◆ **Problem requirements**
Rescale everything from the line containing "white gondola cabin and return the coordinates." down to the end of the records, giving those lines again with their requests included. Multiply every coordinate in the answers by 0.35 and round to whole numbers, with halves rounded up.

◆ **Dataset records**
= = = =

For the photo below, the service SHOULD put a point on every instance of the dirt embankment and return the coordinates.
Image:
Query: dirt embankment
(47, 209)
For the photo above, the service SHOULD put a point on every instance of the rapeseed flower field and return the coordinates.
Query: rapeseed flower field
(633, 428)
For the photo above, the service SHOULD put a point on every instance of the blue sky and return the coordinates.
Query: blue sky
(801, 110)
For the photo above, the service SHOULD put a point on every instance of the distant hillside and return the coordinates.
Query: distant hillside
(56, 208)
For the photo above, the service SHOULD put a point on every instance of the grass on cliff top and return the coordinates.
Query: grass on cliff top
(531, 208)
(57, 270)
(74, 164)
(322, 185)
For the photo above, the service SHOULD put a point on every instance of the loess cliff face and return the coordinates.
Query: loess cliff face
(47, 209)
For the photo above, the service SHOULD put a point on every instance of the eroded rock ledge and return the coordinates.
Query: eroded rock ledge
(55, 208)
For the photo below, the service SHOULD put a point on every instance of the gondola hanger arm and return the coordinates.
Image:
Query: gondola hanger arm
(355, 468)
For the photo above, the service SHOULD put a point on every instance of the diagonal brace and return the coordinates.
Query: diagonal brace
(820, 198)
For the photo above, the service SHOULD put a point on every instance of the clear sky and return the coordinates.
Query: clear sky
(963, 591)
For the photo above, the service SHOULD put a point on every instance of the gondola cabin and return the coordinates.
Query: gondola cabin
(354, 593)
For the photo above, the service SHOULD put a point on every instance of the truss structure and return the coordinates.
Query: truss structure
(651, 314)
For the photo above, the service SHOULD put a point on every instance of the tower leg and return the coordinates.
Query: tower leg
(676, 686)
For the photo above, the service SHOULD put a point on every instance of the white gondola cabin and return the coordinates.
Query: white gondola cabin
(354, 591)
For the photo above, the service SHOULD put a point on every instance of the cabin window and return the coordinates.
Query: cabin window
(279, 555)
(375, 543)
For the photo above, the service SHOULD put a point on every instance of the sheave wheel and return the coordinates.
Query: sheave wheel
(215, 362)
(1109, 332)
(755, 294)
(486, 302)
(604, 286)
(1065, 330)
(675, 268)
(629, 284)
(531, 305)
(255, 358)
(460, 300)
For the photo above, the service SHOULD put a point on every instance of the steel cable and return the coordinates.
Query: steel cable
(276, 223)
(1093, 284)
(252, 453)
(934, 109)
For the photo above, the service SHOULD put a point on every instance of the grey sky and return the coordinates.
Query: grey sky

= = = =

◆ **Written answer**
For the photo above, the service SHOULD put a point on every instance of the white gondola cabin and return the coordinates.
Query: white gondola cabin
(124, 207)
For the photo above, the service SHOULD put a point on every instance of the cabin window and return the coordinates.
Query: cabin window
(98, 194)
(131, 190)
For the photo above, the service SHOULD put a point on every instance of the sheave wheel and return the coordinates.
Query: sheave wheel
(75, 127)
(388, 116)
(264, 103)
(170, 106)
(211, 100)
(373, 116)
(236, 94)
(220, 99)
(186, 107)
(89, 125)
(161, 105)
For the photo above, the service SHOULD put a point on every instance of the steel cable and return the coordinates.
Query: steel cable
(97, 78)
(383, 99)
(88, 159)
(327, 38)
For the photo above, the service SHOULD put a point on every instance of the grey sky and return the coordinates.
Query: grey sky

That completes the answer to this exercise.